[Lines of data]
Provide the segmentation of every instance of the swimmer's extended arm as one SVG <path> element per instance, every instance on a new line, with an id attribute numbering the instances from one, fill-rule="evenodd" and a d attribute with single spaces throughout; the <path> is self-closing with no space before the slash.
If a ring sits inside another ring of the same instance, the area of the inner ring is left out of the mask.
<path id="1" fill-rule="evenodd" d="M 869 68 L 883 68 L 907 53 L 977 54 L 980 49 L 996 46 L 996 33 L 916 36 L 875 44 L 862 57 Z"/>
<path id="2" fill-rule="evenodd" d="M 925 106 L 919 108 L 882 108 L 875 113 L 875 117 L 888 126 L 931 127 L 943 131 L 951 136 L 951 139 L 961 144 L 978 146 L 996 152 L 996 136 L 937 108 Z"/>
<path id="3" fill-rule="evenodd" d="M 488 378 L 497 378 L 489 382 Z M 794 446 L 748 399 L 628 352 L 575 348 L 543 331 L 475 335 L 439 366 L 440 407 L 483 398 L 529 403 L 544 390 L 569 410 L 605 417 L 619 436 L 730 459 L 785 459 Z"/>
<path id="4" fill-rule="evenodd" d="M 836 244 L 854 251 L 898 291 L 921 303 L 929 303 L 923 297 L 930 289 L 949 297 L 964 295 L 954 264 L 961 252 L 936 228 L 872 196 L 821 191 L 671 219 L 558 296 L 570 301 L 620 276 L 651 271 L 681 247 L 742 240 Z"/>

Exercise task: Copy every line in the rows above without changing a single character.

Result of the task:
Provide the segmentation of every instance of the swimmer's extended arm as one SVG <path> element per instance, every instance on a new line, with an id attribute numbering the instances from one, fill-rule="evenodd" and a d attribute with single spaces throughout; the <path> is self-closing with no space before the slash.
If a ring sits inside another ring of the same instance, the area of the inner ring is left out of the mask.
<path id="1" fill-rule="evenodd" d="M 869 68 L 883 68 L 907 53 L 977 54 L 980 49 L 996 46 L 996 33 L 916 36 L 875 44 L 862 57 Z"/>
<path id="2" fill-rule="evenodd" d="M 925 106 L 919 108 L 882 108 L 875 113 L 875 117 L 888 126 L 931 127 L 943 131 L 951 136 L 951 139 L 961 144 L 978 146 L 996 152 L 996 136 L 937 108 Z"/>
<path id="3" fill-rule="evenodd" d="M 488 378 L 497 378 L 489 382 Z M 794 446 L 748 399 L 628 352 L 575 348 L 543 331 L 475 335 L 439 366 L 440 407 L 483 398 L 529 403 L 544 390 L 569 410 L 605 417 L 619 436 L 730 459 L 785 459 Z"/>
<path id="4" fill-rule="evenodd" d="M 836 244 L 854 251 L 898 291 L 921 303 L 929 303 L 923 297 L 930 289 L 949 297 L 964 295 L 954 264 L 961 252 L 936 228 L 872 196 L 821 191 L 671 219 L 558 296 L 570 301 L 620 276 L 651 271 L 681 247 L 742 240 Z"/>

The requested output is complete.